By Paidamoyo Muzulu
ZIMBABWE holds general elections in 2023 – two years away – but subtle manoeuvres to rig the polls are already underway as the opposition is distracted by internal fights.
Elections since the turn of the century – 2000 – have been disputed with the opposition alleging political violence, systematic manipulation of the voter’s roll, coercion and in some instances the electoral management body, Zimbabwe Electoral Commission (ZEC), accused of blatant bias.
The opposition has further accused State-controlled media – Zimpapers publications and Zimbabwe Broadcasting Corporation (ZBC) radio and television of biased coverage during the electioneering period. Frequently, opposition rallies and activities are buried deep in the papers or news bulletins and generally spiced with opinions.
Matters have been made worse by the complicit of regional and continental observer missions – SADC and AU – that characteristically of African solidarity of seeing no evil, hearing no evil and speaking no evil. The opposition ends up looking like crybabies or the European Union and United States observer missions as seeking to perpetuate colonial hegemony when they highlight electoral deficiencies.

Work instructions>
Carry on the article about Zimbabwe's 2023 elections from the point where it stops.

[Records from a dataset]
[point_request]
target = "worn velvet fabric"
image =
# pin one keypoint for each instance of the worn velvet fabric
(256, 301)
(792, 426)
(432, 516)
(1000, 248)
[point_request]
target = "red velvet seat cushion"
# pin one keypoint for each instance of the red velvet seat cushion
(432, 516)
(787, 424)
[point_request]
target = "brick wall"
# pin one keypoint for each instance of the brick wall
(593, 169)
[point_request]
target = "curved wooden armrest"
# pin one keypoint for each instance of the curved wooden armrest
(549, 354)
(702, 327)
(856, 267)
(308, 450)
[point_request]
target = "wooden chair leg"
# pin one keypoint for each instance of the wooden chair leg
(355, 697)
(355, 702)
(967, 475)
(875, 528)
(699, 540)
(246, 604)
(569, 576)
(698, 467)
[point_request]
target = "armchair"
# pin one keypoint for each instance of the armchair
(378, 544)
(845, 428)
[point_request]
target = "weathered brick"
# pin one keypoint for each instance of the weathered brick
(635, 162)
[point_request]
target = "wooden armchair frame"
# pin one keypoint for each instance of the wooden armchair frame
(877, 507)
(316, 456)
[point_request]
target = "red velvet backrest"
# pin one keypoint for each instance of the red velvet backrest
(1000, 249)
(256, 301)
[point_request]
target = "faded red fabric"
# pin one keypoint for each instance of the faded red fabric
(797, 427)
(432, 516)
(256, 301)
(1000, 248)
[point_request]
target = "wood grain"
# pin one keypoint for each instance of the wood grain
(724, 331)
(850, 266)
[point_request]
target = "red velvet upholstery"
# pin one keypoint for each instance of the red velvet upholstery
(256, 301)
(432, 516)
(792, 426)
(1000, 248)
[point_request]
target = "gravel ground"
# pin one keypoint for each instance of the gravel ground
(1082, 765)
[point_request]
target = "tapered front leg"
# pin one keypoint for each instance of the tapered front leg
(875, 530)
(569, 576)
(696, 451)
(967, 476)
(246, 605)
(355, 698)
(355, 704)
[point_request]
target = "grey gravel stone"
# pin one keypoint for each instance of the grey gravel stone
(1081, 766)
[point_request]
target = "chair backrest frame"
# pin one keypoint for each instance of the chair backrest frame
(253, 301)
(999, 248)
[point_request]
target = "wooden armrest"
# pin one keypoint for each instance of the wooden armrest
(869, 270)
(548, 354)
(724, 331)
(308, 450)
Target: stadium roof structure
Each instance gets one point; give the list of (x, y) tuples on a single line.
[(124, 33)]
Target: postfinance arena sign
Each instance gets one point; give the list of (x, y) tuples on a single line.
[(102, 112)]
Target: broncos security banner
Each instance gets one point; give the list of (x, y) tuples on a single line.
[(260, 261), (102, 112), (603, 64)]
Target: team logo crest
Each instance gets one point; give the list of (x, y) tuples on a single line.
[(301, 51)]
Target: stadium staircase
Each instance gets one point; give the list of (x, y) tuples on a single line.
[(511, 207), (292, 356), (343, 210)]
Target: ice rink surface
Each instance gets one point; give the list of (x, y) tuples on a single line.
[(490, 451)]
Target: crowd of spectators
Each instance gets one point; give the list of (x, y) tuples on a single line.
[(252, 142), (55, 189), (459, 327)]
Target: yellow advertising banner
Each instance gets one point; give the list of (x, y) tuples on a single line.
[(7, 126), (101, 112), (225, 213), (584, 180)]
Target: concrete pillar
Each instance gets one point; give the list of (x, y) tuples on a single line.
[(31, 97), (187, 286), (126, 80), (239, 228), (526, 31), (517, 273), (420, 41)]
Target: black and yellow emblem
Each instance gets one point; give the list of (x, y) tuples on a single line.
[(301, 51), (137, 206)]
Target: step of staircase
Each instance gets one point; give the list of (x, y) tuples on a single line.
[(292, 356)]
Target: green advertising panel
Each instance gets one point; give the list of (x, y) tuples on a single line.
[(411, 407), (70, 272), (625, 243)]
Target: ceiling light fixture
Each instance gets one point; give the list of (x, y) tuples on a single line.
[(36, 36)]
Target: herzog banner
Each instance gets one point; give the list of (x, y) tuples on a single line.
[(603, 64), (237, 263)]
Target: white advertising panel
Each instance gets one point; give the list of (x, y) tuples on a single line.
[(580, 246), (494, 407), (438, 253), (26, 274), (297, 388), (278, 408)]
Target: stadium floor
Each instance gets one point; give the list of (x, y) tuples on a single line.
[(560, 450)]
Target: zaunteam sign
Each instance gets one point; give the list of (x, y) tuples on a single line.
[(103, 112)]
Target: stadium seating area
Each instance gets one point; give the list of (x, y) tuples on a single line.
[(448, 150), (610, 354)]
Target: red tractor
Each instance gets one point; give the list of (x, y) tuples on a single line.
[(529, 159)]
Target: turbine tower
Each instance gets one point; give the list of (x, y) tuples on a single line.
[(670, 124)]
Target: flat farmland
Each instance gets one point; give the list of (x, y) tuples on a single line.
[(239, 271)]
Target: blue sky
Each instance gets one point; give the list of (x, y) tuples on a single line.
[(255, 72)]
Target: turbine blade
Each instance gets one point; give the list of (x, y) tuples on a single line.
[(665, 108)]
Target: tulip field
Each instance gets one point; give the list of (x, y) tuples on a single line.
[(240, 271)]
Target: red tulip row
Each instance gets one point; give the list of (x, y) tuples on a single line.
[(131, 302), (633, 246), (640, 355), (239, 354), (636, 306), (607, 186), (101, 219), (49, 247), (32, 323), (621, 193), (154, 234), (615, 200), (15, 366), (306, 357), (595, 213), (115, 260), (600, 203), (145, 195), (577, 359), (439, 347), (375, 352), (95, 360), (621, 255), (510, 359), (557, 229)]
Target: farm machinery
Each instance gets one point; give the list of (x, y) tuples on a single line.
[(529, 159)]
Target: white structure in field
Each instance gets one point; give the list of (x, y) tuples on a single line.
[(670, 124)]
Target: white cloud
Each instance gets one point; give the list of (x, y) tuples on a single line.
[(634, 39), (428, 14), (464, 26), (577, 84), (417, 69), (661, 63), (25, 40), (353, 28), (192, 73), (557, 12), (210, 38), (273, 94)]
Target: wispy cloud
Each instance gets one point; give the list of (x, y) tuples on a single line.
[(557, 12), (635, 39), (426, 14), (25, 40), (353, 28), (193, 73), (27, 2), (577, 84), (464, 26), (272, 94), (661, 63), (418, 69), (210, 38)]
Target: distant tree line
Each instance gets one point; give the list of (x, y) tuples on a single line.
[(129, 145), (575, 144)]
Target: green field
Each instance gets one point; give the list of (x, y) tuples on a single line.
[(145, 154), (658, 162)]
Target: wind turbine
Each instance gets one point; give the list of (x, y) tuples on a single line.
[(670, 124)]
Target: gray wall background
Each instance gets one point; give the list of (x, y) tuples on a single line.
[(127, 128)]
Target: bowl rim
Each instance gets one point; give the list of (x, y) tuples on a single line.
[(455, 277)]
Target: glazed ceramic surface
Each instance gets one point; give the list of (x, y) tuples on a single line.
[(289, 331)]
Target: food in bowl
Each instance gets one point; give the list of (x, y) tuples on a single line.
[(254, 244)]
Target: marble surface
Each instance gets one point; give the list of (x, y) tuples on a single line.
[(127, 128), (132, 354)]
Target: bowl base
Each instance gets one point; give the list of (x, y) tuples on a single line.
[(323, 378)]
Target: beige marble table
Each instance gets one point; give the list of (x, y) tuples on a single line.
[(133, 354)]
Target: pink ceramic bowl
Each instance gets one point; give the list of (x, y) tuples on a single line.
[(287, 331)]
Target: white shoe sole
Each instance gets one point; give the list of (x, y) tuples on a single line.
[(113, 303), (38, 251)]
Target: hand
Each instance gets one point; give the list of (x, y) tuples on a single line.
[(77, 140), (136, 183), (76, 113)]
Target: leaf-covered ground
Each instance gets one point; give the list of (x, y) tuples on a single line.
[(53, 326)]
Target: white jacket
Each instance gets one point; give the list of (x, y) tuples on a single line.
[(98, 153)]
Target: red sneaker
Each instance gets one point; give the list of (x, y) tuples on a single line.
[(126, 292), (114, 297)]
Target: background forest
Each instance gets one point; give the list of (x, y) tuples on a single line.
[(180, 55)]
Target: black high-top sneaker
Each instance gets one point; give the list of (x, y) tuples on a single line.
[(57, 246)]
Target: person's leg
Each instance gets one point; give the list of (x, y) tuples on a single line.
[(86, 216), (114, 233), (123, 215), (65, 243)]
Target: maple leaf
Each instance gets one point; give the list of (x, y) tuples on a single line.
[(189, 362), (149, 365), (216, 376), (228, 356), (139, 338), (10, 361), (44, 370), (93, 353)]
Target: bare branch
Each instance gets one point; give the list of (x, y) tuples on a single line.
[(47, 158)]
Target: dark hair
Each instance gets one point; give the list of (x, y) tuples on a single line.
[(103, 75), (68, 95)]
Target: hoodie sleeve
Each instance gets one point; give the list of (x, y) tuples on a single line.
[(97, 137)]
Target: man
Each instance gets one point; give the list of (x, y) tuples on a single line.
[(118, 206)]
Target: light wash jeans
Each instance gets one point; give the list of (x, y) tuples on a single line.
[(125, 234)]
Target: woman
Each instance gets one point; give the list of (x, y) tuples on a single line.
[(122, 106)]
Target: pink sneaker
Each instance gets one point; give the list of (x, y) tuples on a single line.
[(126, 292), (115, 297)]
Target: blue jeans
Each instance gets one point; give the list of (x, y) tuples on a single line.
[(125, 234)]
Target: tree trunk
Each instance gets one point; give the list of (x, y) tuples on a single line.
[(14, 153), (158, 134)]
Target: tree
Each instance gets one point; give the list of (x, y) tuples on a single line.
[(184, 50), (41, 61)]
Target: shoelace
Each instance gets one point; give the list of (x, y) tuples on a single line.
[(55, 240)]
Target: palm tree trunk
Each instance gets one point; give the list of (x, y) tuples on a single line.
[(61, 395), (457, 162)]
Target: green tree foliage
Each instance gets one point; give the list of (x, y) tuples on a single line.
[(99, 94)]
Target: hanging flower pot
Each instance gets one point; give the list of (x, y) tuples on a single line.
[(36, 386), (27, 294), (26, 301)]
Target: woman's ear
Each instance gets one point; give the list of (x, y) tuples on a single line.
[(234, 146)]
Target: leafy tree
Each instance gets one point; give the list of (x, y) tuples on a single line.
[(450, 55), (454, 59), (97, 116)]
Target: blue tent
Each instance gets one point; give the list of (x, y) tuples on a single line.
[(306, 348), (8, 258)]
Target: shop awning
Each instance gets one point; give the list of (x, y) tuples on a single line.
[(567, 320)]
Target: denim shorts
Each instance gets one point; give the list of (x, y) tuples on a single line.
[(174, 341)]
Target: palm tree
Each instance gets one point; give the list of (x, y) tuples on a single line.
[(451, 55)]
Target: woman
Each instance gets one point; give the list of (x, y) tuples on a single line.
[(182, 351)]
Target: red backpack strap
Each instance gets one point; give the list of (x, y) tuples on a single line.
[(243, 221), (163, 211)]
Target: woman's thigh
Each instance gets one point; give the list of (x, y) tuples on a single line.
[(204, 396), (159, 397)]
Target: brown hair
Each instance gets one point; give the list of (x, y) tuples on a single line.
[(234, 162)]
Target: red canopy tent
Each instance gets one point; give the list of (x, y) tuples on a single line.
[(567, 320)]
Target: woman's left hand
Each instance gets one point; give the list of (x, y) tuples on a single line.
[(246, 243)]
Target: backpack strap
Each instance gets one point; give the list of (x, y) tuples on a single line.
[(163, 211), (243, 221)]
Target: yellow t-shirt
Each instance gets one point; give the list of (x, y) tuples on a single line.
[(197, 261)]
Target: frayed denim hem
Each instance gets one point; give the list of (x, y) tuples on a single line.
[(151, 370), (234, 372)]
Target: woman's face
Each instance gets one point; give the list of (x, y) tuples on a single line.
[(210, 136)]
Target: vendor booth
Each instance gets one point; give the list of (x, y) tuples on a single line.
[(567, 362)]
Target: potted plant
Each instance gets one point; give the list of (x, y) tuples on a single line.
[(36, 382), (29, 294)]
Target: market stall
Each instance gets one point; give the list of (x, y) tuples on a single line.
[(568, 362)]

Expected output>
The ruling party, ZANU PF, has over time learnt to be more sophisticated than crude in manipulating elections. It has employed tactics such as token electoral law reforms, politically correct public statements and in some cases window-dressing national dialogue.
However, the most subtle weapon of stealing an election is gerrymandering and it is deployed well ahead of real elections. Gerrymandering is the art of manipulating electoral districts or constituency using delimitation data.
Delimitation or setting boundaries of constituencies are based on national census data. It takes place once a decade just after conducting of the national census. Zimbabwe last held a national census in 2012 and the next is due in 2022, but this is less than a year before the general elections. The time to use the census data would be limited hence efforts to bring census forward.
ZimStat, the national statistics agency, started pre-census mapping in 2020 and is scheduled to complete the exercise a year before delimitation. As things stand, 68% of Zimbabwe’s population are in rural areas and the remaining 32% are in urban and peri-urban areas. It does not seem like the ratio will change despite evident urban sprawls across the country.
The central government has in the last six months been pushing local authorities such as the City of Harare and Chitungwiza Municipality to demolish all illegal settlements. Demolitions have taken place in High residential suburbs such as Budiriro and Chitungwiza and as many as 15 000 houses will be demolished in 2021 since court orders for the same have been obtained from the High Court.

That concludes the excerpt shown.